From the Advent devotional about William Blake, reproduce word for word the passage between "Author’s note: This" and "for free access.", inclusive.

Begin PASSAGE SHOWN

Author’s note: This year, for the month of December, I’m posting a daily series of Advent devotionals. Most of them are only available to paid subscribers, but on Fridays they’re open to all. For access to the whole series, you can get a year’s subscription at 20% off between now and Christmas—or purchase my book and send me the receipt for free access.
“Art is the tree of life.”
—William Blake
He was eight years old, maybe ten. Walking the green flats of Peckham Rye, a plane of grassy earth in London. Look it up on Google Street View, swing your lidless surrogate eye around on its stalk—a martian probe possessed by a human soul. By your soul. The child William Blake stood in that spot, or somewhere near, clothed in his own flesh and blood. His own eye kept him still there, gazing at what the Machine’s eye can’t transmit: there were angels in the tree.

End PASSAGE SHOWN
Begin EXTRACTED DATA

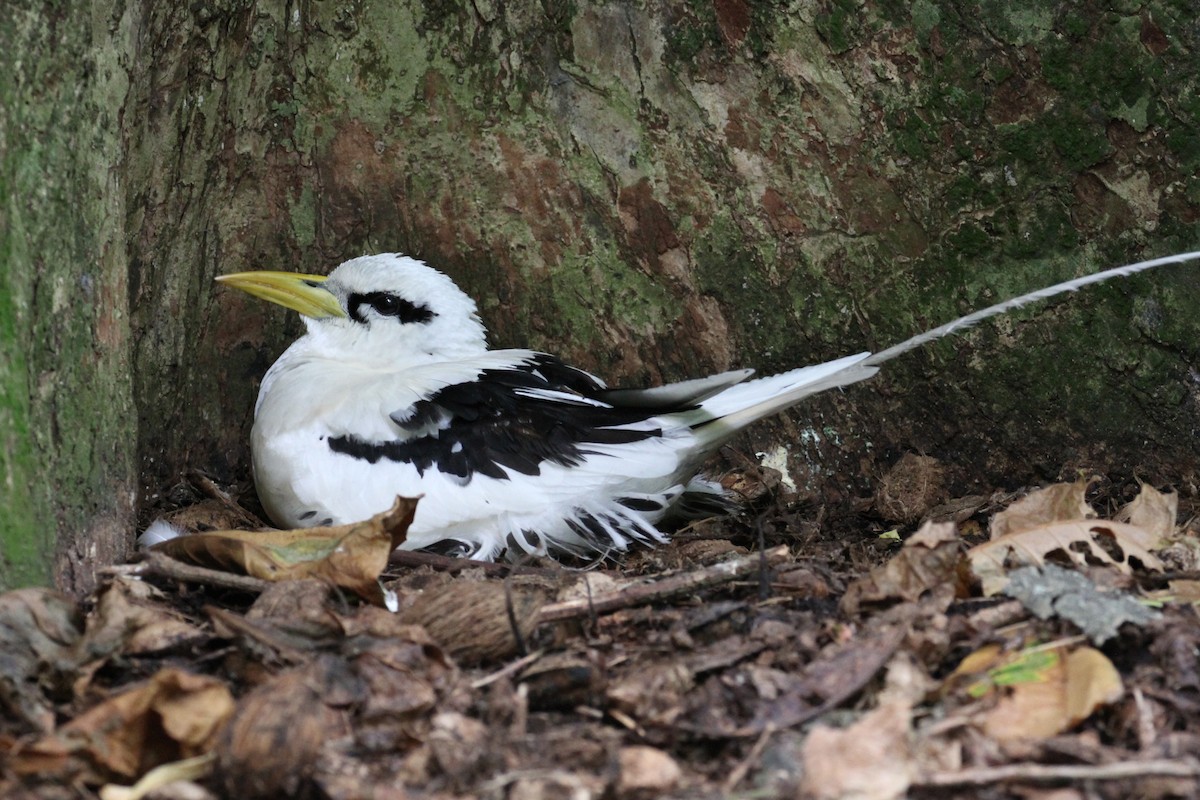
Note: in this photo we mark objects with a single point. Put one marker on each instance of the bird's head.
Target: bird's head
(376, 307)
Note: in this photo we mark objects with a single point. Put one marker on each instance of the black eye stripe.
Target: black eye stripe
(389, 305)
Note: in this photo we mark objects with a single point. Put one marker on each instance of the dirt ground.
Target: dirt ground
(1021, 645)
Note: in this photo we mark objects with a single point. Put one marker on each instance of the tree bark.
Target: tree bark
(654, 191)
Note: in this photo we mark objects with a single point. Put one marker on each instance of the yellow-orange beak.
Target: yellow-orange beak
(300, 293)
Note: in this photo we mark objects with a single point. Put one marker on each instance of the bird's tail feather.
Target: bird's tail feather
(735, 408)
(754, 400)
(964, 323)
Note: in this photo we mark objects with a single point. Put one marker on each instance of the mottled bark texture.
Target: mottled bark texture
(654, 190)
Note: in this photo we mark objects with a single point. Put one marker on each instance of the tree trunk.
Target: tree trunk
(654, 191)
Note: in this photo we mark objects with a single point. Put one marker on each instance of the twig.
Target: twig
(1050, 773)
(670, 587)
(168, 567)
(508, 669)
(751, 759)
(450, 564)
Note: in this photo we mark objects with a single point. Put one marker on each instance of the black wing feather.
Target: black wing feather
(489, 423)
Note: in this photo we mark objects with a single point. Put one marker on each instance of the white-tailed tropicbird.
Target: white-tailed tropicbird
(394, 391)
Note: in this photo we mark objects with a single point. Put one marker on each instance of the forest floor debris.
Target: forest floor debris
(744, 659)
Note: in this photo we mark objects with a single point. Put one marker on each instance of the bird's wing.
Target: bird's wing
(508, 419)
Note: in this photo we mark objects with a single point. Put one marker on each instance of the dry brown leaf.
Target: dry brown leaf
(131, 619)
(1155, 512)
(869, 761)
(479, 620)
(1056, 503)
(270, 746)
(125, 734)
(1092, 681)
(39, 635)
(346, 555)
(929, 560)
(1048, 702)
(1079, 541)
(646, 771)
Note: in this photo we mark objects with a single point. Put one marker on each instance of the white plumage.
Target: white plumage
(394, 391)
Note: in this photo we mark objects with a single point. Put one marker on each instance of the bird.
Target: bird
(393, 390)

End EXTRACTED DATA

# OUTPUT BELOW
Author’s note: This year, for the month of December, I’m posting a daily series of Advent devotionals. Most of them are only available to paid subscribers, but on Fridays they’re open to all. For access to the whole series, you can get a year’s subscription at 20% off between now and Christmas—or purchase my book and send me the receipt for free access.